* Exercise description: Convert every record below into a two-column CSV with the header row instruction,coordinates and one row per record, placing the record's text under instruction and its answer under coordinates. Wrap each field in double quotes and replace any line breaks within a field with spaces.
+++
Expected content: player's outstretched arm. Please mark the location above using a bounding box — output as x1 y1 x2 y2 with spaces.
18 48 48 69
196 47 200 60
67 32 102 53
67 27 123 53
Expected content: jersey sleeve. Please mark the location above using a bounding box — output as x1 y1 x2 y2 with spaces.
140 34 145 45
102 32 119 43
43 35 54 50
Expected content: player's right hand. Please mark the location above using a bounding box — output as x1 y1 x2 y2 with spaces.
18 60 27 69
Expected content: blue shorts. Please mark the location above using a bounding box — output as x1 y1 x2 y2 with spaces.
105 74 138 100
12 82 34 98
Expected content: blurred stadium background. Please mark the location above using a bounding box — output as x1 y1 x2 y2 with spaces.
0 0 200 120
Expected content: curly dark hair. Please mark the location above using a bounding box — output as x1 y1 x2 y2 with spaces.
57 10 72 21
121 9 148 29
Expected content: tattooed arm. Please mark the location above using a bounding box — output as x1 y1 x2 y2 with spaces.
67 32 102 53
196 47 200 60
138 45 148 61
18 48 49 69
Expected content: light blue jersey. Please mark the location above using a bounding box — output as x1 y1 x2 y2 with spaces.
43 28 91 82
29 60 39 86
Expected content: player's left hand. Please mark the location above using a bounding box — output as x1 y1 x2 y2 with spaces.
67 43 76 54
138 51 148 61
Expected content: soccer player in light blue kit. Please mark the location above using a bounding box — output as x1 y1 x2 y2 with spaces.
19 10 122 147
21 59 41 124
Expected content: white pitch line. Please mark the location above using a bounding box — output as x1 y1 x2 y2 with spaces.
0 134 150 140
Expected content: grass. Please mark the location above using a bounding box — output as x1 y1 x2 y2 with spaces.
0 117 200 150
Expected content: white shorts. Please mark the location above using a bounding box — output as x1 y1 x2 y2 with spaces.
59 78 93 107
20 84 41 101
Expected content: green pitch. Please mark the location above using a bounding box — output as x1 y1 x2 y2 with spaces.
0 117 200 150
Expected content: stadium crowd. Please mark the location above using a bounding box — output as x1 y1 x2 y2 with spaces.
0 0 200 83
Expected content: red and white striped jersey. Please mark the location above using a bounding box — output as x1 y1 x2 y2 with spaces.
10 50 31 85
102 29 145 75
+++
* Task result:
instruction,coordinates
"Expected content: player's outstretched arm. Please mark the location above using a bounding box — output as x1 y1 x2 y2 with spaces.","18 48 48 69 196 47 200 60 67 32 102 53 67 27 123 53"
"Expected content: jersey sleeve. Please mark the location above using a bounding box — output as x1 y1 x2 y2 with spaces.","140 34 145 45 102 32 119 43 43 35 54 50"
"Expected content: player's right hand. Please mark the location above using a bounding box — output as x1 y1 x2 y2 with spaces.","18 60 27 69"
"Expected content: blue shorts. Please mark the location above using a bounding box — output as x1 y1 x2 y2 with spaces.","105 74 138 100 12 82 34 98"
"Expected content: blurred stadium background. Please mark the location above using a bounding box — output as x1 y1 x2 y2 with spaces.","0 0 200 120"
"Expected content: curly dark hair. Please mark the location above using a bounding box — output as x1 y1 x2 y2 with spaces.","57 10 72 21 121 9 148 29"
"Expected content: tattooed arm. Please mark the location above using a bounding box — output as x1 y1 x2 y2 with spaces.","67 32 102 53 196 47 200 60 138 45 148 61 18 48 49 69"
"Expected content: light blue jersey. Please mark the location above using a bounding box — output as x1 y1 x2 y2 with spaces.","43 28 91 82 29 60 39 86"
"Expected content: player's left hand. Please mark the location above using a bounding box — output as x1 y1 x2 y2 with spaces.","67 43 76 54 138 51 148 61"
"Expected content: soccer player in light blue kit. Please mark the location above using a bounding box — output as x1 y1 x2 y2 with spaces.","19 10 122 147 21 59 41 124"
"Expected content: white pitch line. Please mark the location above using a bounding box — output as x1 y1 x2 y2 with spaces.","0 134 150 140"
"Expected content: grass. Please mark the location above using a bounding box — output as x1 y1 x2 y2 with spaces.","0 117 200 150"
"Expected content: white shorts. Please mark the location above using a bounding box — output as x1 y1 x2 y2 with spaces.","59 78 93 107 20 84 41 101"
"Expected content: green pitch. Please mark the location above using a bounding box — output as x1 y1 x2 y2 with spaces.","0 117 200 150"
"Expected content: stadium crowd. Please mark the location above using a bounding box — output as x1 y1 x2 y2 with spaces.","0 0 200 83"
"Expected content: red and white striped jersey. Please mark the location above using a bounding box — output as x1 y1 x2 y2 with spaces.","10 50 31 85 102 29 145 75"